→ **Exercise instructions**:
#1 Repeat everything in the mirrorless camera thread from "Fuji makes a" down to "is a F/3.5.", word for word.
#2 Pick up the mirrorless camera thread after its last sentence and keep it going.

→ **Extract provided**:
|---|
Fuji makes a very high quality camera.  I own a number of them.  Both cameras use the same 16mp sensor.  The X-T10 comes with a viewfinder and a better kit lens.  The XF 18-55 kit lens is a wonderful sharp kit lens and is an f/2.8 which means you can capture images in less light than with the XC 16-50 kit lens that comes with the X-M1 and is a F/3.5.


----------



## dasminimalist

cherylynne1 said:


> I definitely wouldn't say mirrorless is too advanced for a beginner. In fact, it can be really helpful in learning how to expose properly because you can see the effect you have on the picture in real time on the viewfinder.
> 
> Here's my favorite site for gear reviews: 2016 Roundup: Interchangeable Lens Cameras $500-900 They're comparing all ILCs in that price range, but you can just read the reviews on mirrorless. They're very thorough and fair.


Wow, now I feel like I didn't do my homework well. Thank you so much for a great info. 



Derrel said:


> You will have a lot of fun with a nice MILC. The deep depth of field shots thart the iPhone can captue will be much harder, but low-light shots will be better due to the larger sensor and better higher-ISO performance of the MILC versus the iPhone. You've got this.
|---|
→ **Provided material**:
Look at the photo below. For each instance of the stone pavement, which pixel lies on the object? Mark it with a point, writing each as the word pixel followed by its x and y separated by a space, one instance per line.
|---|
→ **Exercise responses**:
#1
Fuji makes a very high quality camera.  I own a number of them.  Both cameras use the same 16mp sensor.  The X-T10 comes with a viewfinder and a better kit lens.  The XF 18-55 kit lens is a wonderful sharp kit lens and is an f/2.8 which means you can capture images in less light than with the XC 16-50 kit lens that comes with the X-M1 and is a F/3.5.

#2
Do you need a specific set of equipments for the iphone-like deep depth of field shots or is it all about the knowledge and experience? That confidence boost though 



Gary A. said:


> Fuji makes a very high quality camera.  I own a number of them.  Both cameras use the same 16mp sensor.  The X-T10 comes with a viewfinder and a better kit lens.  The XF 18-55 kit lens is a wonderful sharp kit lens and is an f/2.8 which means you can capture images in less light than with the XC 16-50 kit lens that comes with the X-M1 and is a F/3.5.


Honestly, they are very eye-catching. I love the way they look and feel in the hands. 

Have you done much of video recording on those? I know I probably will not be doing much of video, but is it SO bad that every article that I read about the Fuji mirrorless system have to mention that?


----------



## jcdeboever

Those are very nice cell phone images. You seem to have a good eye. I can't speak to the video and I don't have a MILC yet. As far as image makers and the vast research I have done (looking to buy one) @Gary A. seems to hit it on the head. Having the ability to interchange lens is a good thing and that 18-55 is a darn nice lens that would fit perfect for your shooting genre. Little over your budget but well worth it IMO. Might be able to snag a Sony a6000 with a lens around your budget too. Keep in mind they also make adapters for these cameras that are reasonable and give you frugal lens options (older, manual focus lens).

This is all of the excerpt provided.